Problems to solve:
1 > Condense the paragraph of the Hawaii tips that begins "4. It's winter" into a short bulleted list that keeps its main facts.
2 > Reproduce the Hawaii tips word for word from "3. Wear shoes." to "to another point.".
3 > According to the Hawaii tips, what is another name for flip-flops there?

Selection:
::::::::
3. Wear shoes. If you've got close-toed shoes on, you probably aren't from around here. We wear flip-flops, otherwise known as slippers (or slippahs in pidgin). Tennis shoes are for jogging. Men may wear shoes to the Symphony, but women will still wear open-toed heels. I avoid shoes at all costs. I have worn knee-high boots to Borders in the winter, but that place is COLD. I also wore a wool blazer and a long skirt. Which brings me to another point.

4. It's winter (roughly Nov-Mar), 70 degrees, windy, and it's raining. You're wearing shorts. You are NOT from around here. We get cold in winter. We wear jackets and jeans. We turn our AC off (if we have it; you'd be surprised at the amount of places that don't). We even wear sweat shirts. Brrr! If you are a true Hawaiian, as in an indigenous person and not a haole transplant like me, none of this applies to you.

5. Two words: white skin. If you're coming to Hawaii for a vacation, invest in a self-tanner first. Please. The glare off your white legs is killing my eyes. And, heck yes, I committed the same faux pas when I first arrived, which is why I am in a position to tell you this.

6. It's dusk, or dark, and you're splashing in the ocean in Waikiki. There's a reason it's called feeding time, you know. Strange creatures like to prowl the ocean in the dark and they are usually doing so because they are hungry. Remember this when you get that urge to plunge into the warm Hawaiian waters at night.
::::::::
Detection examples
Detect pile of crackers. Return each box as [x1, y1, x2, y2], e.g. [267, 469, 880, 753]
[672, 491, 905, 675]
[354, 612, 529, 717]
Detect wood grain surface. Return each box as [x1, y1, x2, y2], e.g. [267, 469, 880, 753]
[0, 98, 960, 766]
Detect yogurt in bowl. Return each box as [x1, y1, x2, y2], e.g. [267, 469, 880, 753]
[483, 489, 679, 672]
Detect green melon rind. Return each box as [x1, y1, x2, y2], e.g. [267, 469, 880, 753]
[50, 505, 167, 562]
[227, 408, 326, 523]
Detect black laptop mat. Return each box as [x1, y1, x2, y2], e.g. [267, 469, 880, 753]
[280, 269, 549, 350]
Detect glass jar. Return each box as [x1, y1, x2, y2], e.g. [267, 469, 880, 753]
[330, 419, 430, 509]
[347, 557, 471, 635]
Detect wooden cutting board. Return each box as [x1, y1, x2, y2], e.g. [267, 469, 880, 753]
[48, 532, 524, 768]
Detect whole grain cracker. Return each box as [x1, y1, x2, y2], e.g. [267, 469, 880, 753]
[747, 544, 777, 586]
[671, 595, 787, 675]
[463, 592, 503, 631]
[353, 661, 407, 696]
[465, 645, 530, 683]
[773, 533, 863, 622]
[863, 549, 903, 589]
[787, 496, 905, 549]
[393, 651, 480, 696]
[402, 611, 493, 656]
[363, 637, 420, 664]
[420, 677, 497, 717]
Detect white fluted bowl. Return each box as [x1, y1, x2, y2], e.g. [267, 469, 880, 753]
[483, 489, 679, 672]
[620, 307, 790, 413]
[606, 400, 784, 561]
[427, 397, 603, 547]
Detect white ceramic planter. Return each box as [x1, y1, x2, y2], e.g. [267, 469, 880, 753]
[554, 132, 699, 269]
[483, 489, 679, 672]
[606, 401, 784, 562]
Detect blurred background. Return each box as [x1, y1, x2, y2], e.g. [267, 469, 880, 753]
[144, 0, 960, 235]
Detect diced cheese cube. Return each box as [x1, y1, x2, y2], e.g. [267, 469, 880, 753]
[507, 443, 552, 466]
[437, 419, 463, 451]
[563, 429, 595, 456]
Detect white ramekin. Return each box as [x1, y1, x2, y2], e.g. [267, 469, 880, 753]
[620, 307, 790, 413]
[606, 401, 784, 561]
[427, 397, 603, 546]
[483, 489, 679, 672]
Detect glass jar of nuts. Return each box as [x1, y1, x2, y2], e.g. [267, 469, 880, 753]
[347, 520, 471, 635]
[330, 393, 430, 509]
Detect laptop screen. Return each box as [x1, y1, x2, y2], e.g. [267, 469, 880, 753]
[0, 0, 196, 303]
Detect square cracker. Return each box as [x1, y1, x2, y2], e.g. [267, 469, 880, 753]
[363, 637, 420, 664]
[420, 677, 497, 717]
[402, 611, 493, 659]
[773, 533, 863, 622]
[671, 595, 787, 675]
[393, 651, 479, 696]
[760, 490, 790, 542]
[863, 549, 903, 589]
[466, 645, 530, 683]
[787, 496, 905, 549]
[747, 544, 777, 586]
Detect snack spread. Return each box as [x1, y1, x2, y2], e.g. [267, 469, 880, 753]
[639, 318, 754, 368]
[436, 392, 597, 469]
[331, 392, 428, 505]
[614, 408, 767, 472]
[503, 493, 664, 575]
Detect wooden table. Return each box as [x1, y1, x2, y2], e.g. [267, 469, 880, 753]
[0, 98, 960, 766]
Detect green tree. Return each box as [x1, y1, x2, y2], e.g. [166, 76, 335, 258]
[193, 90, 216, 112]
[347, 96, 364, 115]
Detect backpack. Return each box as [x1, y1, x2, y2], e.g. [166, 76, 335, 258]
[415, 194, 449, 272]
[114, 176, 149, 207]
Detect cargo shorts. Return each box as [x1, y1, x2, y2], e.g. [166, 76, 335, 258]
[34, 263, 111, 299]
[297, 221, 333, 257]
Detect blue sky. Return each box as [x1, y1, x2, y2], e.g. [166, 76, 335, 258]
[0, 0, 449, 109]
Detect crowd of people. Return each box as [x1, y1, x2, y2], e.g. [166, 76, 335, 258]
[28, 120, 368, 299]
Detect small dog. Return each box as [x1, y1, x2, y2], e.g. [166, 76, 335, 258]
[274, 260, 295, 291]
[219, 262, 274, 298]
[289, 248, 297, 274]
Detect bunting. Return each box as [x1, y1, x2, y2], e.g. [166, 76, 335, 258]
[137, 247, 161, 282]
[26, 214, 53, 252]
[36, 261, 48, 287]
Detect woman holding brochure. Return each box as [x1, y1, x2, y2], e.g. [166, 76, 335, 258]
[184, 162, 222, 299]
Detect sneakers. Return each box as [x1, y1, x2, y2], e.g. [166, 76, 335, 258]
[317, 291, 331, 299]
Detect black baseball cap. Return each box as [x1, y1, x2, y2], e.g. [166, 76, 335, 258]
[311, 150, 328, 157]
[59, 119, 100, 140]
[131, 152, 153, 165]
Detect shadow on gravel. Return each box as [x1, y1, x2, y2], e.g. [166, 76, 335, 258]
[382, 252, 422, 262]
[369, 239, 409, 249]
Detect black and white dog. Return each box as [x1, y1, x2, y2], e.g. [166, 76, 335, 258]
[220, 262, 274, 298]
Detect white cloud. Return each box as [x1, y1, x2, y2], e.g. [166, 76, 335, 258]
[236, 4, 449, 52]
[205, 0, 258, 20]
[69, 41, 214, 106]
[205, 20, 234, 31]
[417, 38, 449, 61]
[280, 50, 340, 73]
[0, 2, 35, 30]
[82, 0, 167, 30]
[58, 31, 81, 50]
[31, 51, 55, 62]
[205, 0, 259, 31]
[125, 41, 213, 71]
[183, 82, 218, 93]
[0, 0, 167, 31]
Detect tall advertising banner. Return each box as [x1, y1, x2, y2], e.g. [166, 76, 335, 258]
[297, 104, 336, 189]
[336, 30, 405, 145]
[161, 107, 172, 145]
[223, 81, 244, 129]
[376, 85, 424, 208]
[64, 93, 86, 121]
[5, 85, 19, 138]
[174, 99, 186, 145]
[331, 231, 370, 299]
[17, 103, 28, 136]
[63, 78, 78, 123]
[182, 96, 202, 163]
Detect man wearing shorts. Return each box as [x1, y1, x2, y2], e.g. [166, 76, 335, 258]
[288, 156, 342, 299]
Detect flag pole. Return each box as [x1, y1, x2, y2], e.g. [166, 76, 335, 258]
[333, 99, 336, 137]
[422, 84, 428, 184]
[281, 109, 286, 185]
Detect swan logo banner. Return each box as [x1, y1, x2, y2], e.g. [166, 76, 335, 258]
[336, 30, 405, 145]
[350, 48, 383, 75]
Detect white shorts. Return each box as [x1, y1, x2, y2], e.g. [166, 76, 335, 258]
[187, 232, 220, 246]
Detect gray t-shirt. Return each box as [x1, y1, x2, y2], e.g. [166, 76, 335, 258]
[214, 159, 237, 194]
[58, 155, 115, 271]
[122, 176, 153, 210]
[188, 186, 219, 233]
::::::::
Written answers:
1 >
- Winter runs roughly from November to March, with temperatures around 70 degrees, wind and rain.
- Wearing shorts then marks you as not from around here.
- Locals get cold in winter: they wear jackets, jeans and even sweatshirts, and turn off the AC if they have it.
- None of this applies to true Hawaiians, meaning indigenous people rather than transplants.

2 >
3. Wear shoes. If you've got close-toed shoes on, you probably aren't from around here. We wear flip-flops, otherwise known as slippers (or slippahs in pidgin). Tennis shoes are for jogging. Men may wear shoes to the Symphony, but women will still wear open-toed heels. I avoid shoes at all costs. I have worn knee-high boots to Borders in the winter, but that place is COLD. I also wore a wool blazer and a long skirt. Which brings me to another point.

3 > Slippers, or "slippahs" in pidgin.